* WHAT IS NEEDED *
Answer these questions using the notes on atoms, crystals, and bonding:
(a) What kind of electron orbits does the Wilson-Sommerfeld Model allow for?
(b) What is the value of the angle γ in the hexagonal crystal system?
(c) What range of bond energy is given for ionic bonding?

* TEXT SEGMENT *
·····
Binomial Models of Atoms

1. Thomson Model: Plum-pudding model, suggesting a uniform positive charge with electrons embedded.

2. Bohr Model: Electrons orbit the nucleus in fixed paths, energy quantization.

   • Stability requires balancing forces: centrifugal vs centripetal.

3. Wilson-Sommerfeld Model: Allows for elliptical electron orbits.

Atoms in Crystals

• Crystalline solids have atoms arranged in a defined, ordered structure.

• Key Terms:

  • Lattice: Periodic structure of points in space.

  • Basis: Group of atoms associated with lattice points.

Types of Crystal Structures

Crystalline vs Amorphous Solids

• Crystalline: Atoms have long-range order (e.g., Iron, Copper).

• Amorphous: Atoms arranged randomly (e.g., Glass).

Unit Cell

• Defined as the smallest repeating unit in a crystal structure.

• Lattice points are located at corners, faces, or center depending on the unit cell type.

Crystal Systems

1. Cubic: a=b=c, α=β=γ=90°.

2. Tetragonal: a=b≠c, α=β=γ=90°.

3. Orthorhombic: a≠b≠c, α=β=γ=90°.

4. Rhombohedral: a=b=c, α=β=γ≠90°.

5. Hexagonal: a=b≠c, α=β=90°, γ=120°.

6. Monoclinic: a≠b≠c, α=γ=90°, β≠90°.

7. Triclinic: a≠b≠c, α≠β≠γ.

Atomic Bonding

Overview of Bonding Types

• Primary Bonding: Involves chemical bonds (ionic, covalent, metallic).

• Secondary Bonding: Weaker physical forces (e.g., Van der Waals forces).

Ionic Bonding

• Formed through electrostatic attraction between charged ions.

• Strong bond energy between 600-1500 kJ/mole.

Covalent Bonding

• Involves sharing of electrons between atoms; can be strong or weak based on atomic makeup.

• Found in materials like diamond, silicon.

Metallic Bonding

• Found in metals, characterized by a sea of free electrons which contribute to conductivity and malleability.

Summary of Bonding Types

• Ionic, covalent, and metallic are primary bonds that define the properties of materials.

• Secondary bonds are weaker, important in gases and liquids.

Free Electron Theory

Overview

• Explains electrical and thermal properties of metals.

Important Concepts

• Drift Velocity: Average velocity of free electrons under an electric field.

• Relaxation Time (τ_r): Time taken for electrons to return to equilibrium after disruption.

• Mean Free Path (λ): Average distance traveled by electrons between collisions.

Limitations of Classical Free Electron Theory

• Cannot explain phenomena like the photoelectric effect or electrical conduction in semiconductors.

Quantum Free Electron Theory

• An extension of classical theory incorporating quantum mechanics.

Energy Bands

Understanding Band Structure

• Valence Band: Occupied by valence electrons.

• Conduction Band: Unfilled energy states just above the valence band.
·····
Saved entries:

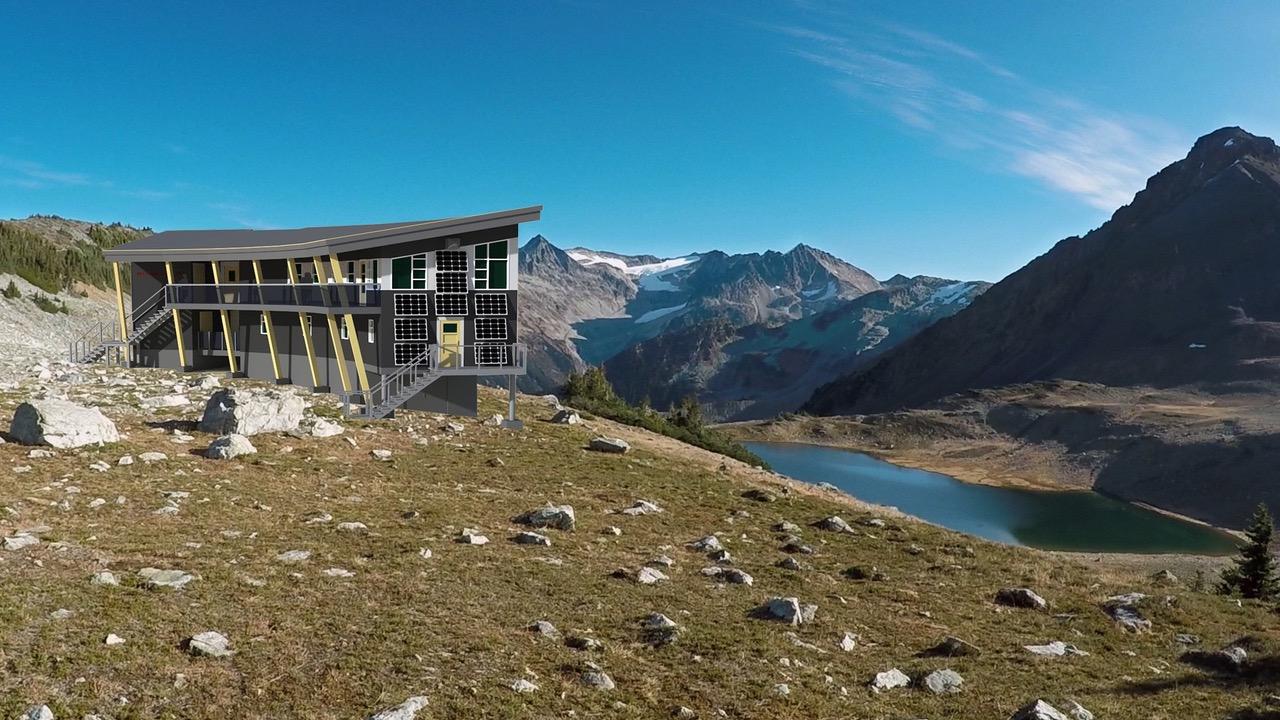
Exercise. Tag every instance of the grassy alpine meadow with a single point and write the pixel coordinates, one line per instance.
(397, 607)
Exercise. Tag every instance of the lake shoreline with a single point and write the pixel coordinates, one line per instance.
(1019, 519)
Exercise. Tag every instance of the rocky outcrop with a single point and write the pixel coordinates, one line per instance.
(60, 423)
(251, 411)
·····
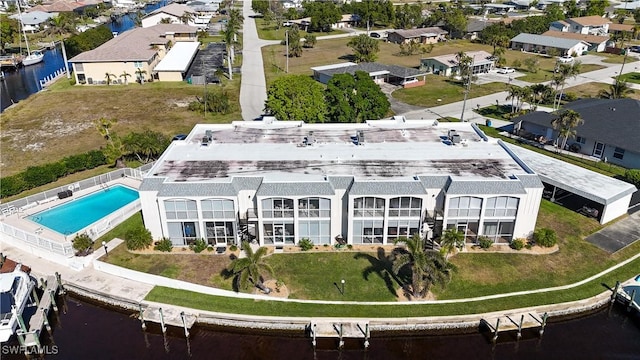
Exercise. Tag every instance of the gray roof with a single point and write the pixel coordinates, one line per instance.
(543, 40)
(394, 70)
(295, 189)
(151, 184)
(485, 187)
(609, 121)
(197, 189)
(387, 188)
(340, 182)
·····
* RESPONSE FOR THIS EXERCISE *
(a) Elliptical electron orbits.
(b) 120°.
(c) Between 600 and 1500 kJ/mole.